[start Data records]

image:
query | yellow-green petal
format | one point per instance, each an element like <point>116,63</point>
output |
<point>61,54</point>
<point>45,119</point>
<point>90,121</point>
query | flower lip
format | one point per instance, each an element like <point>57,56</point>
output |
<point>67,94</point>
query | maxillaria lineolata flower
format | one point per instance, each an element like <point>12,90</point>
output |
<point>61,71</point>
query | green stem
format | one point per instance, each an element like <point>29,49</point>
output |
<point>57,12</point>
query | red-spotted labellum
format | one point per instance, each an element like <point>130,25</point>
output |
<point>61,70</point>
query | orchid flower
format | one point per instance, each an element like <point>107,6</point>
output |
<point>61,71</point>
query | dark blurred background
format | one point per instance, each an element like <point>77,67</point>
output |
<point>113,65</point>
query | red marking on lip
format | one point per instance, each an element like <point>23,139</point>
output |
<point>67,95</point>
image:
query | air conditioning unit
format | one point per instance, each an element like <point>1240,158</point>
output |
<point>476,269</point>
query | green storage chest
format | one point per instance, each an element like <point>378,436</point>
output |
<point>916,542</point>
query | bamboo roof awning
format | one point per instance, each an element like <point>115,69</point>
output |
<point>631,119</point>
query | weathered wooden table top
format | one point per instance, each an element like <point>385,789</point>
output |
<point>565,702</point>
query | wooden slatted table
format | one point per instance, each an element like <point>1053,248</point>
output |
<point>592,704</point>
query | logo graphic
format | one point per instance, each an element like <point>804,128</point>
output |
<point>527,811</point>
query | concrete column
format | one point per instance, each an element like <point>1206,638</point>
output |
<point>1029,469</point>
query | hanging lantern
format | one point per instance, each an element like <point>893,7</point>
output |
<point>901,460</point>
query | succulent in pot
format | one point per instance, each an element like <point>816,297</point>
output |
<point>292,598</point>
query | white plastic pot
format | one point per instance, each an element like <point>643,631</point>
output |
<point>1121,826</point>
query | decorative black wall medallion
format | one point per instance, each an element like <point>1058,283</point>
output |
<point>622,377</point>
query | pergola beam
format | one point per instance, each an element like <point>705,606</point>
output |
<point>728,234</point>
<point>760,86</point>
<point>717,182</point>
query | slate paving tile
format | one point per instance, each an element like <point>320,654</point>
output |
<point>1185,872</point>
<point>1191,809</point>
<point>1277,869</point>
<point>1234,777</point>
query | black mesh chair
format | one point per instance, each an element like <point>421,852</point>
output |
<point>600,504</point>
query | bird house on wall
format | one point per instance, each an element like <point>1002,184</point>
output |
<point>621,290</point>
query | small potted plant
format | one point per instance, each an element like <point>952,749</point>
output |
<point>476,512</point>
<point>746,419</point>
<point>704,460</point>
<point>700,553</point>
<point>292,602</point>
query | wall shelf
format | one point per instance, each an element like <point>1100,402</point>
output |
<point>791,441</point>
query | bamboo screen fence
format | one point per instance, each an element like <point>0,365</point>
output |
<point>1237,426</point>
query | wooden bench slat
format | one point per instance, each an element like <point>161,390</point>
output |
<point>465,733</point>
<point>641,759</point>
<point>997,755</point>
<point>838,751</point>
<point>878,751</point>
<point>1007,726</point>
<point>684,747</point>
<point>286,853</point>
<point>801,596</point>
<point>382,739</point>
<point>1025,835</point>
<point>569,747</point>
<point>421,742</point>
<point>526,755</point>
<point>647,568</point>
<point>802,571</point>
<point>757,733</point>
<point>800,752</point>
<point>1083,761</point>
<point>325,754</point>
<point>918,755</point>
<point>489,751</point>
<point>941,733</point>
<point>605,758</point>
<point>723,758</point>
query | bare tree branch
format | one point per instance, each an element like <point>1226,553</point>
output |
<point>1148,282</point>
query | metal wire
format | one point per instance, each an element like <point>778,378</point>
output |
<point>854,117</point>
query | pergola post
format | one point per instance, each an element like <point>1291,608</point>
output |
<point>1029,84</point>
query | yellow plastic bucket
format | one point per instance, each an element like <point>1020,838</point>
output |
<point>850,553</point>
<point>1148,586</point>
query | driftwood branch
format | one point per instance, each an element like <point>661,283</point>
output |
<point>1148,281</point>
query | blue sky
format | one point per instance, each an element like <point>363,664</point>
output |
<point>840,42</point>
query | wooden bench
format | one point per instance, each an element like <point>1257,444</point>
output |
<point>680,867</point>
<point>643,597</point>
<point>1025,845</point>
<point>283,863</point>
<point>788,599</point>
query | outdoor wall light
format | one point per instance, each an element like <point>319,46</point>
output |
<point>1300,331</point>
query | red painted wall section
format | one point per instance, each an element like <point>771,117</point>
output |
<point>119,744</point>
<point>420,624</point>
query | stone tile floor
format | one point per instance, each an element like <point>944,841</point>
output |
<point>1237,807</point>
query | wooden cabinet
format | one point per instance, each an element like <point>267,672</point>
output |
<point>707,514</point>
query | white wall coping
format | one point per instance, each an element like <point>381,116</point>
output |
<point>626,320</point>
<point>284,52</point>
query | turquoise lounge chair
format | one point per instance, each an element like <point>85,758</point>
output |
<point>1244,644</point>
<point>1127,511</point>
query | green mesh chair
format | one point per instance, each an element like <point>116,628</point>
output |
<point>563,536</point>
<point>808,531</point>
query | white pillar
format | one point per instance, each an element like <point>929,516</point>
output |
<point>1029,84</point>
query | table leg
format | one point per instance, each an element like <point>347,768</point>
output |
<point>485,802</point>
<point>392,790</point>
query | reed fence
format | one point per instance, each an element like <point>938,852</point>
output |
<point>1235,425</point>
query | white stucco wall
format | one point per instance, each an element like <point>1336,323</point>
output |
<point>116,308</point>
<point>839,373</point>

[end Data records]
[start Data records]

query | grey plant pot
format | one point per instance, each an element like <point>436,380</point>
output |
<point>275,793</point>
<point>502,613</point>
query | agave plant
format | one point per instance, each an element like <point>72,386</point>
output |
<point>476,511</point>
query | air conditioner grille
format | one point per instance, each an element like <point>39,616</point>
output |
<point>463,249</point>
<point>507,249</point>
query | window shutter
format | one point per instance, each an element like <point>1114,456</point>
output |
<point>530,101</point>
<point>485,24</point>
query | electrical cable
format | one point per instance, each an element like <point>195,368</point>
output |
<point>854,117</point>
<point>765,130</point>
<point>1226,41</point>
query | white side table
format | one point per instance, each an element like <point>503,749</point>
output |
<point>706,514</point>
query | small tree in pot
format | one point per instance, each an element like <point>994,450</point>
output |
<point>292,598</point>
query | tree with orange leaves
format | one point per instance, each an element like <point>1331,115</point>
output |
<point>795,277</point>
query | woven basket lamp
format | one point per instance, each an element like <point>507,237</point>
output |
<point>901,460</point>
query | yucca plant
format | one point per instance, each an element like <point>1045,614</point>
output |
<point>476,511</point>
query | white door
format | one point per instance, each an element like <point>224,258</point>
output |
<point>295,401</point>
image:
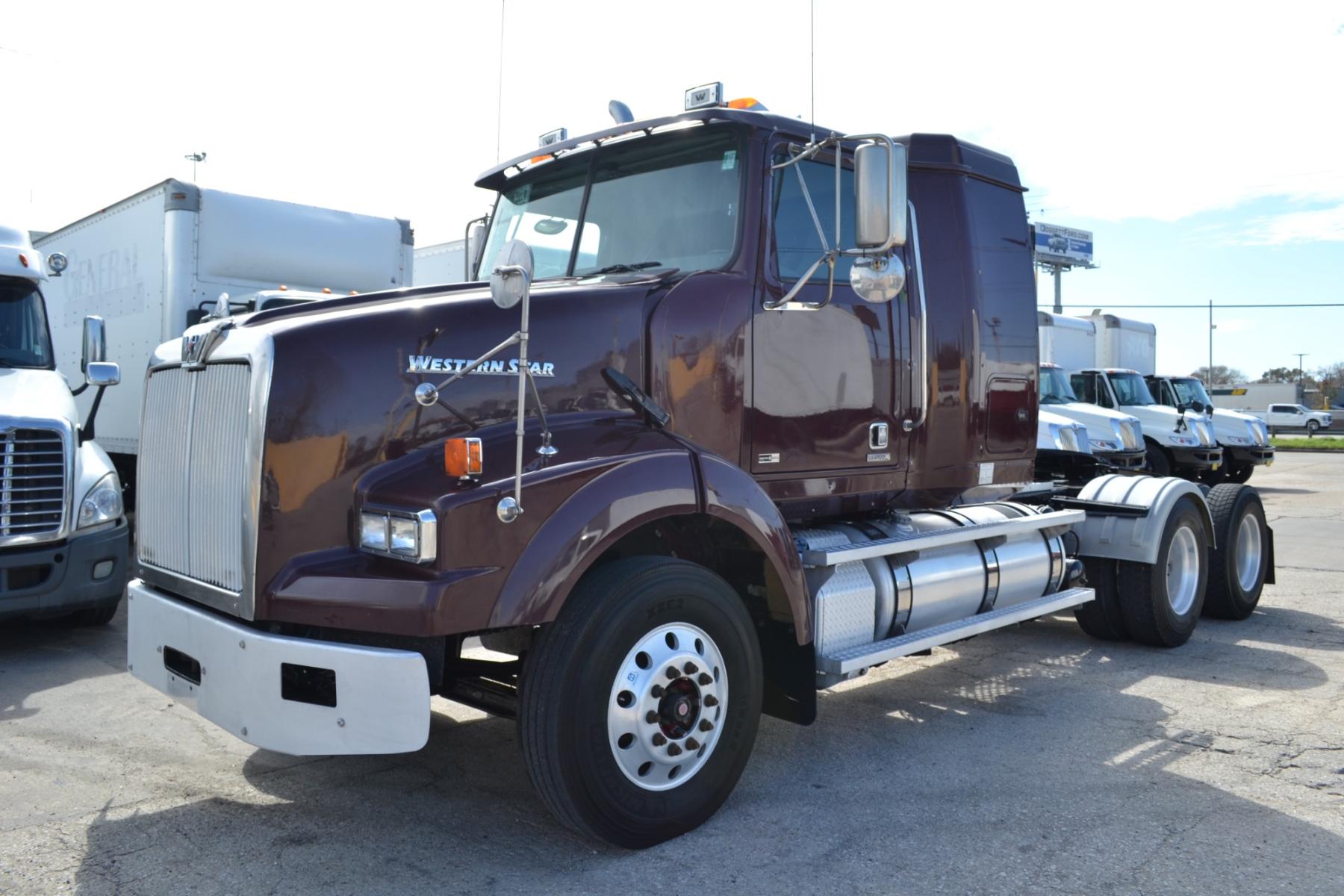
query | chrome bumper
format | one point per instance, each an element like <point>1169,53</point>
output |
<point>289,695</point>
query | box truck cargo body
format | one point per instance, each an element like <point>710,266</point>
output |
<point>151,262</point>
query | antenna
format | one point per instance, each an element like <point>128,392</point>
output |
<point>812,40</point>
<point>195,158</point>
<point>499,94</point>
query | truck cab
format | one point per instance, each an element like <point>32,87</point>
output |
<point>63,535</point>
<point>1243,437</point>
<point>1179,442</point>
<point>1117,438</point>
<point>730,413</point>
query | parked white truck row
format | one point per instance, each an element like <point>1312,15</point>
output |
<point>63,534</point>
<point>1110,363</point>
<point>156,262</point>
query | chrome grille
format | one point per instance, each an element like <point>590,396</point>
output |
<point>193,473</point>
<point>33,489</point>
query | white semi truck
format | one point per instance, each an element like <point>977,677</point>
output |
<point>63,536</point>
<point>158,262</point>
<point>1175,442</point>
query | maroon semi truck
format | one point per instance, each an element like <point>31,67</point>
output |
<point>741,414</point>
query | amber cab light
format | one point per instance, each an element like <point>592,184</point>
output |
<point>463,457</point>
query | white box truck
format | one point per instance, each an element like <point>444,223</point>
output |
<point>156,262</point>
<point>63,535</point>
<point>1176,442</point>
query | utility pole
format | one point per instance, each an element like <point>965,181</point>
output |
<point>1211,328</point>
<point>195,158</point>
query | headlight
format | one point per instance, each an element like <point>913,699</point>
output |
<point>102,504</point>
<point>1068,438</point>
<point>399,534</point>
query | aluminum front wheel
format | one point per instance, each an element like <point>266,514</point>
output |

[end Data records]

_The request_.
Could you rewrite the items starting at the line with "query | red painted wall section" and ending after the line with "<point>284,52</point>", putting "wooden dresser" in place of "wooden cabinet" and leaving everything else the same?

_Task output_.
query | red painted wall section
format | one point per instance, each an element like <point>771,117</point>
output |
<point>119,744</point>
<point>420,624</point>
query | stone tile floor
format | one point per instance, each an element like <point>944,841</point>
output |
<point>1237,807</point>
query | wooden dresser
format | one point per instance, each an element like <point>267,672</point>
output |
<point>707,514</point>
query | white wall coping
format | one point per instance, each an element like <point>381,116</point>
output |
<point>626,320</point>
<point>284,52</point>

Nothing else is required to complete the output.